● **Показанный текст**
#####
Таганский дневник. Книга 2
Шрифт:
Комплекс актерской неудовлетворенности страшен, обиден… Солженицын хотел, мечтал об актерской карьере, Фатьянов… Но и Шекспир, Мольер, Булгаков… Высоцкий был недоволен своей актерской судьбой. Кстати, видел во сне сегодня Швейцера. Спросил у него о Дон Гуане — Высоцком… Он вспомнил Соню [50] . Это она… — в том смысле, что это ее желание было видеть Владимира в Дон-Гуане, а меня в Моцарте. Каким-то ласкательным прозвищем он Софью назвал, и мы оба, склонив головы, зарыдали. А я — говно. Так ему и не позвонил…
50
Соня — жена Швейцера.
#####
● **Фрагмент данных**
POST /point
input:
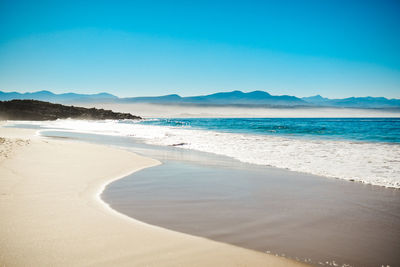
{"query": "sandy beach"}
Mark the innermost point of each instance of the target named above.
#####
● **Что сделать**
Напечатайте без изменений отрывок дневниковой записи, который открывается словами «Таганский дневник. Книга» и завершается словами «Соня — жена Швейцера.».

● **Ответ к упражнению**
Таганский дневник. Книга 2
Шрифт:
Комплекс актерской неудовлетворенности страшен, обиден… Солженицын хотел, мечтал об актерской карьере, Фатьянов… Но и Шекспир, Мольер, Булгаков… Высоцкий был недоволен своей актерской судьбой. Кстати, видел во сне сегодня Швейцера. Спросил у него о Дон Гуане — Высоцком… Он вспомнил Соню [50] . Это она… — в том смысле, что это ее желание было видеть Владимира в Дон-Гуане, а меня в Моцарте. Каким-то ласкательным прозвищем он Софью назвал, и мы оба, склонив головы, зарыдали. А я — говно. Так ему и не позвонил…
50
Соня — жена Швейцера.